>> begin Input rows

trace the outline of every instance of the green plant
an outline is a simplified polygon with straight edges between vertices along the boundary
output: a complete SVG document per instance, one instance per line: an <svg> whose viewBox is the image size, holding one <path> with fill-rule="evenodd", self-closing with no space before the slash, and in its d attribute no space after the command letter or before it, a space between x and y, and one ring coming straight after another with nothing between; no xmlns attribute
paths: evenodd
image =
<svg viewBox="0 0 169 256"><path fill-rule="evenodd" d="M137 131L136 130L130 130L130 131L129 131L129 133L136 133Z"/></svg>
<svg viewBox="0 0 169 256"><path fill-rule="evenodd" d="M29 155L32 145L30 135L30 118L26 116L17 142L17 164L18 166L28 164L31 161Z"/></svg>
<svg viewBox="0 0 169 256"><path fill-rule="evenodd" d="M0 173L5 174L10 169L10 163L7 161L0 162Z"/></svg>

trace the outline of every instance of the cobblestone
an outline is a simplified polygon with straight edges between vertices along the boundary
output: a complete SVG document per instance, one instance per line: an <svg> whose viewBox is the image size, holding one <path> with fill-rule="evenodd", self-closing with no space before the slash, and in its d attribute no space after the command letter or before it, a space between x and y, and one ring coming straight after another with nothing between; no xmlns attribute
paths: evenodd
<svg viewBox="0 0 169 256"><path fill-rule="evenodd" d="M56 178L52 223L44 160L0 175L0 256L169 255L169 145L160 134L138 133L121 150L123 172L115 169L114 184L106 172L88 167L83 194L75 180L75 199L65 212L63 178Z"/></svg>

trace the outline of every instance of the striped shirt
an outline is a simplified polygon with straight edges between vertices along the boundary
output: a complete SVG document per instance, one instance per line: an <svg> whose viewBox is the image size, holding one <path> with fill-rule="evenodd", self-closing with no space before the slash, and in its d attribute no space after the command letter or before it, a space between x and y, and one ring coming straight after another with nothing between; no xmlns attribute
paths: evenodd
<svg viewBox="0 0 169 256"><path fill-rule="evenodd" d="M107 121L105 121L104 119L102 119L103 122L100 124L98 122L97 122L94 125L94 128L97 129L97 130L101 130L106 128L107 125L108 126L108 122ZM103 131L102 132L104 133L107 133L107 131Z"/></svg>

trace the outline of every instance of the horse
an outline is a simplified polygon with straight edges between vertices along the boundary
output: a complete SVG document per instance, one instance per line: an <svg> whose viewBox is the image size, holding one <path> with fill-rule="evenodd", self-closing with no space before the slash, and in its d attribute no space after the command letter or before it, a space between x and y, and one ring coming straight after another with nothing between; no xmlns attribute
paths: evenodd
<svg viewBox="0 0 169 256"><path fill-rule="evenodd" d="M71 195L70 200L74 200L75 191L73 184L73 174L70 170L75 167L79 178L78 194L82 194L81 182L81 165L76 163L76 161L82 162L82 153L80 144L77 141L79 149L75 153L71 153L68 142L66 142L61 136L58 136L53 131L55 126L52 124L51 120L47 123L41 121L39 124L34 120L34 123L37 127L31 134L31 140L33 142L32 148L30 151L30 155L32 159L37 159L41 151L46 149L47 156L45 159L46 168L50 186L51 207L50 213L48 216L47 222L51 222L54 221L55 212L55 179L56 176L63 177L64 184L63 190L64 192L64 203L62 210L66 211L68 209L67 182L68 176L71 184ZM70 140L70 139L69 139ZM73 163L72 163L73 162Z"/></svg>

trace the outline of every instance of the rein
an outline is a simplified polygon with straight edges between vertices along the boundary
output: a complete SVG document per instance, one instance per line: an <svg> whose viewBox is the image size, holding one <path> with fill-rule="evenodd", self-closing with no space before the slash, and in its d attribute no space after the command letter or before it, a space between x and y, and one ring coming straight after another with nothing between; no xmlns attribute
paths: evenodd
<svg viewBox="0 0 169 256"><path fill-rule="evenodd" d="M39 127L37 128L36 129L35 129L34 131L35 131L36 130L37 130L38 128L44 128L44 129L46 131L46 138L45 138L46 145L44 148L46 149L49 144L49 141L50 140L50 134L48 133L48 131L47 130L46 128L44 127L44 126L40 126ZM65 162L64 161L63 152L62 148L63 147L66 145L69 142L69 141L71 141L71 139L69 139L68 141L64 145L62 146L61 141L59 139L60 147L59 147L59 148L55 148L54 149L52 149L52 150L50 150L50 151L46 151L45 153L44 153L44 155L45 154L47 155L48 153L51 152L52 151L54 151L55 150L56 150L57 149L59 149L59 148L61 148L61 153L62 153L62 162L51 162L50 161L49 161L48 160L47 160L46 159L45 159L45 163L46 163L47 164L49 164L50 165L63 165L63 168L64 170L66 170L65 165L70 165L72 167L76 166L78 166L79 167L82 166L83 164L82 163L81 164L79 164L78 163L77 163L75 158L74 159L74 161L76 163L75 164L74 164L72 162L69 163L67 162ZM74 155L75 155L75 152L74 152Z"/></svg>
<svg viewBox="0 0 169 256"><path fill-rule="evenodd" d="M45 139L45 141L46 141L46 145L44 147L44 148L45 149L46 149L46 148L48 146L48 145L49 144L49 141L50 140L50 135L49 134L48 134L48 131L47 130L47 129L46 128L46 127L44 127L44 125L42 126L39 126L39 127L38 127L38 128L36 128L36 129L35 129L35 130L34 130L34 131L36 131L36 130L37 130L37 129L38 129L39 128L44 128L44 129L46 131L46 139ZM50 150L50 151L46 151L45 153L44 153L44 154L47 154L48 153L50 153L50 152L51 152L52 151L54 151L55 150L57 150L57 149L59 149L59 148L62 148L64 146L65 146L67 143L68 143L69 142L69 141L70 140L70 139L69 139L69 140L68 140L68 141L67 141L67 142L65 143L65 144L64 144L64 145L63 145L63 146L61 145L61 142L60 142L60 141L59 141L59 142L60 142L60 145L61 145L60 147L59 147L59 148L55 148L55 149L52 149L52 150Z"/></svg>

>> end Input rows

● **Task goal**
Lay out these rows as a numbered list, omitting any blank lines.

● **Result**
1. trace the outline of every instance of the green plant
2. an outline is a simplified polygon with straight edges between vertices along the boundary
3. output: a complete SVG document per instance, one instance per line: an <svg> whose viewBox is the image size, holding one <path> with fill-rule="evenodd", self-closing with no space before the slash, and in its d attribute no space after the command letter or before it, a space between x and y, and one ring coming straight after another with nothing between; no xmlns attribute
4. paths: evenodd
5. image =
6. <svg viewBox="0 0 169 256"><path fill-rule="evenodd" d="M137 131L136 130L130 130L130 131L129 131L129 133L136 133Z"/></svg>
7. <svg viewBox="0 0 169 256"><path fill-rule="evenodd" d="M29 155L32 145L30 135L30 118L26 116L17 142L17 164L18 166L28 164L31 161Z"/></svg>
8. <svg viewBox="0 0 169 256"><path fill-rule="evenodd" d="M0 173L5 174L10 169L10 163L7 161L0 162Z"/></svg>
9. trace the outline of every instance of the cobblestone
10. an outline is a simplified polygon with straight edges between vertices along the boundary
11. output: a complete SVG document per instance, one instance per line: an <svg> whose viewBox is the image size, holding one <path> with fill-rule="evenodd", self-closing with no space before the slash, and in its d attribute no space after the command letter or before it, a space between x and y, and one ring coming straight after another with nothing between; no xmlns attribute
12. paths: evenodd
13. <svg viewBox="0 0 169 256"><path fill-rule="evenodd" d="M56 178L52 223L44 160L0 175L0 256L169 255L169 145L160 134L138 133L121 150L123 172L115 169L114 184L106 172L88 167L83 194L75 180L75 199L65 212L63 178Z"/></svg>
14. trace the outline of every instance of the striped shirt
15. an outline is a simplified polygon with straight edges between vertices along the boundary
16. output: a complete SVG document per instance, one instance per line: an <svg> whose viewBox is the image size, holding one <path> with fill-rule="evenodd", self-closing with no space before the slash, and in its d attribute no space after the command letter or before it, a space between x and y, and one ring coming straight after another with nothing between; no xmlns attribute
17. paths: evenodd
18. <svg viewBox="0 0 169 256"><path fill-rule="evenodd" d="M107 121L105 121L104 119L102 119L103 122L100 124L98 122L97 122L94 125L94 128L97 129L97 130L101 130L106 128L107 125L108 126L108 122ZM103 131L102 132L104 133L107 133L107 131Z"/></svg>
19. trace the outline of every instance of the horse
20. an outline is a simplified polygon with straight edges between vertices along the boundary
21. output: a complete SVG document per instance, one instance per line: an <svg> whose viewBox is the image size, holding one <path> with fill-rule="evenodd", self-closing with no space before the slash, and in its d attribute no space after the command letter or before it, a space between x and y, and one ring coming straight after another with nothing between; no xmlns attribute
22. paths: evenodd
23. <svg viewBox="0 0 169 256"><path fill-rule="evenodd" d="M71 195L70 200L74 200L75 191L73 184L73 174L70 170L75 167L79 178L78 194L82 194L81 182L81 165L76 163L76 161L82 162L82 153L80 144L77 141L79 149L75 153L71 153L68 142L66 142L61 136L58 136L53 131L55 126L52 124L51 120L47 123L41 121L39 124L34 120L34 123L37 127L31 134L31 140L33 142L32 148L30 151L30 155L32 159L37 159L41 151L46 149L47 156L45 159L46 168L50 186L51 207L50 213L48 216L47 222L51 222L54 221L55 212L55 179L56 176L63 177L64 184L63 190L64 192L64 203L62 210L66 211L68 209L67 182L68 176L71 184ZM70 140L70 139L69 139ZM73 163L72 163L73 162Z"/></svg>
24. trace the outline of every instance of the rein
25. an outline is a simplified polygon with straight edges between vertices along the boundary
26. output: a complete SVG document per instance, one instance per line: an <svg> whose viewBox is the image size, holding one <path> with fill-rule="evenodd", self-closing with no space before the slash, and in its d attribute no space after the command letter or before it, a space between x and y, and one ring coming straight after another with nothing between; no xmlns attribute
27. paths: evenodd
28. <svg viewBox="0 0 169 256"><path fill-rule="evenodd" d="M39 127L37 128L36 129L35 129L34 131L35 131L36 130L37 130L38 128L44 128L44 129L46 131L46 138L45 138L46 145L44 148L46 149L49 144L49 141L50 140L50 134L48 133L48 131L47 130L46 128L44 127L44 126L40 126ZM65 162L64 161L63 152L62 148L63 147L66 145L69 142L69 141L71 141L71 139L69 139L68 141L64 145L62 146L61 141L59 139L60 147L59 147L59 148L55 148L54 149L52 149L52 150L50 150L50 151L46 151L45 153L44 153L44 155L45 154L47 155L48 153L51 152L52 151L54 151L55 150L56 150L57 149L59 149L59 148L61 148L61 153L62 153L62 162L51 162L50 161L49 161L48 160L47 160L46 159L45 159L45 163L46 163L47 164L49 164L50 165L63 165L63 168L64 170L66 170L65 165L70 165L72 167L76 166L78 166L79 167L82 166L83 164L82 163L81 164L79 164L78 163L77 163L75 158L74 159L74 161L76 163L75 164L74 164L72 162L69 163L67 162ZM74 155L75 155L75 152L74 152Z"/></svg>
29. <svg viewBox="0 0 169 256"><path fill-rule="evenodd" d="M45 139L45 141L46 141L46 145L44 147L44 148L45 149L46 149L46 148L48 146L48 145L49 144L49 141L50 140L50 135L49 134L48 134L48 131L47 130L47 129L46 128L46 127L44 127L44 125L42 126L39 126L39 127L38 127L38 128L36 128L36 129L35 129L35 130L34 130L34 131L36 131L36 130L37 130L37 129L38 129L39 128L44 128L44 129L46 131L46 139ZM50 150L50 151L46 151L45 153L44 153L44 154L47 154L48 153L50 153L50 152L51 152L52 151L54 151L55 150L57 150L57 149L59 149L59 148L62 148L64 146L65 146L67 143L68 143L69 142L69 141L70 140L70 139L69 139L69 140L68 140L68 141L67 141L67 142L65 143L65 144L64 144L64 145L63 145L63 146L61 145L61 142L60 142L60 141L59 141L59 142L60 142L60 145L61 145L60 147L59 147L59 148L55 148L55 149L52 149L52 150Z"/></svg>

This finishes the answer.